Instruction 1: Translate this sentence from the passage about Dean Dosher into Spanish: "He grew up in Varnamtown, in a house situated one mile from the river by road."

Reading passage:
★ ★ ★ ★

Needle-eye, Smokehouse, Drum Slough. Dean Dosher knows his way around all of the unofficial knobs and marshes of the Lockwood Folly River. “I can come down here at black dark.
Ramona came to Dean Dosher as a kind of daydream, so he built her from memory and vintage parts. Now, when he pilots her along the Lockwood Folly River, the journey is a homecoming and a discovery.
Needle-eye, Smokehouse, Drum Slough. Dean Dosher knows his way around all of the unofficial knobs and marshes of the Lockwood Folly River. “I can come down here at black dark. I don’t need a flashlight,” he says, seated on a cypress bench in the wooden fishing boat that he built from memory.
A whole boat. Let that sink in.
Dean knows this river like other people know their hometown streets. He knows what’s around this watery bend and the three after that. He grew up in Varnamtown, in a house situated one mile from the river by road. Days were spent with his brother, Don, known as “Grunts,” clamming and oystering along the banks, or building boats that they could take out fishing. “You either had to buy one off of somebody or build one yourself,” Dean says. So by the time they were 5 and 7, the Dosher brothers were building little boats of their own, using nails they took from neighbors’ fence posts. “It was just part of the lifestyle,” Dean says.

★ ★ ★ ★

Supplied entries:
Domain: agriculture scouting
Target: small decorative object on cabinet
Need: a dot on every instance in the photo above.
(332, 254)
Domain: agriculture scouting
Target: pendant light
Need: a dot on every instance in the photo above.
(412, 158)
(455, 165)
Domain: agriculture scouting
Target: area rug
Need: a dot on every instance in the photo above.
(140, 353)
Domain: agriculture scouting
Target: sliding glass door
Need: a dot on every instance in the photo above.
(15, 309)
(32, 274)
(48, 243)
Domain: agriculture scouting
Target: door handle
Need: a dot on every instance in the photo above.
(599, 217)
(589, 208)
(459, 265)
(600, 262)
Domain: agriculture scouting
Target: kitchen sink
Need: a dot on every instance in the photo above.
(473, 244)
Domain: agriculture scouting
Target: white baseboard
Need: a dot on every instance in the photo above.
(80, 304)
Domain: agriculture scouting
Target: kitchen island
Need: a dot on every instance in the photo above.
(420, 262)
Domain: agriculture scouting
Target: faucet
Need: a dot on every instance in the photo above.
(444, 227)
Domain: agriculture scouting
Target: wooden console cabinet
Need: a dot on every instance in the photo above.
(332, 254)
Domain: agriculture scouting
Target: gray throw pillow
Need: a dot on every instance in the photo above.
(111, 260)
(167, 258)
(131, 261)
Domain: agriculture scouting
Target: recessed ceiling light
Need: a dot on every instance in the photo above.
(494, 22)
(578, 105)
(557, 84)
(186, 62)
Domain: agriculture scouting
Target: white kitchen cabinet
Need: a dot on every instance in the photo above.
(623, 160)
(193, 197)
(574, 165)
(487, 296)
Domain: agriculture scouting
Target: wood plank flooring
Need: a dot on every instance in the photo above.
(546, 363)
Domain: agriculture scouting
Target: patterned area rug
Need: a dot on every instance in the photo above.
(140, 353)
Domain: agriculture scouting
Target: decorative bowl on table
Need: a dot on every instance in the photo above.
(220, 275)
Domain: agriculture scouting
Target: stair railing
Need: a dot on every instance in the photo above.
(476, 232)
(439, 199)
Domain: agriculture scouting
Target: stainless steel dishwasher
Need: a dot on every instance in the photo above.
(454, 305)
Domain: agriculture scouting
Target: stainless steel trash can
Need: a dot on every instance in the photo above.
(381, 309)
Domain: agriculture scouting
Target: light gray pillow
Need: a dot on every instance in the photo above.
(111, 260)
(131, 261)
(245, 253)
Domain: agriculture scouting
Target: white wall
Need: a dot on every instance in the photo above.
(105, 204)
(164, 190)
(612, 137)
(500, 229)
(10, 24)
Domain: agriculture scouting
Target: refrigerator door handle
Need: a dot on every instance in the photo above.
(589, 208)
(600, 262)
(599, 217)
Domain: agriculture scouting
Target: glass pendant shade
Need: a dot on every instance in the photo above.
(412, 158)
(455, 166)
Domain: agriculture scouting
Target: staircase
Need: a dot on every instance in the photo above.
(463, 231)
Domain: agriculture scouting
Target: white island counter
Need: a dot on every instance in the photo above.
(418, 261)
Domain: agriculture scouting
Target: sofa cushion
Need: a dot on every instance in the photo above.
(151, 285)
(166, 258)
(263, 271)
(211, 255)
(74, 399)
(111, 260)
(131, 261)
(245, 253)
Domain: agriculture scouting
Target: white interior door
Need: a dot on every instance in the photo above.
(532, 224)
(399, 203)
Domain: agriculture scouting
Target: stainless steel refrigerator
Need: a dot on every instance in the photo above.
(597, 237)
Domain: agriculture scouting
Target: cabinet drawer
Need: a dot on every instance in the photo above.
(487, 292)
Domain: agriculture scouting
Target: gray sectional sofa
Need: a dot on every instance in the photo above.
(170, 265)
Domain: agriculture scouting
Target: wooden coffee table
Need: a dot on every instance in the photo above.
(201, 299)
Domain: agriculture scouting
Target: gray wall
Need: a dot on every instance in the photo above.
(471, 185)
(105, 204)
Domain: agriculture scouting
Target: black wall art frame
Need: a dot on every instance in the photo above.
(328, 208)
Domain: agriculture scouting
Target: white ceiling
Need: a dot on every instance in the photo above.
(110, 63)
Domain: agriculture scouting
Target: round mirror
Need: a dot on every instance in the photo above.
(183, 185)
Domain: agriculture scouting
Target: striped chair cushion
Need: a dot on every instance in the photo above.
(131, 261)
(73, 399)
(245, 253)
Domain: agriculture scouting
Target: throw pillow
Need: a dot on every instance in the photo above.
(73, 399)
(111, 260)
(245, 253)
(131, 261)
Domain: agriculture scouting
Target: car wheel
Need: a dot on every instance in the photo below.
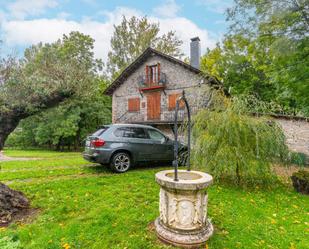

★ ★ ★ ★

Instruction 2: Identify every line of the rows above that contains the string "decorative", and copy each of those lines. Case counts.

Written response 1: Creció en Varnamtown, en una casa situada a una milla del río por carretera.

Written response 2:
Target: small decorative object on cabinet
Target: decorative bowl on table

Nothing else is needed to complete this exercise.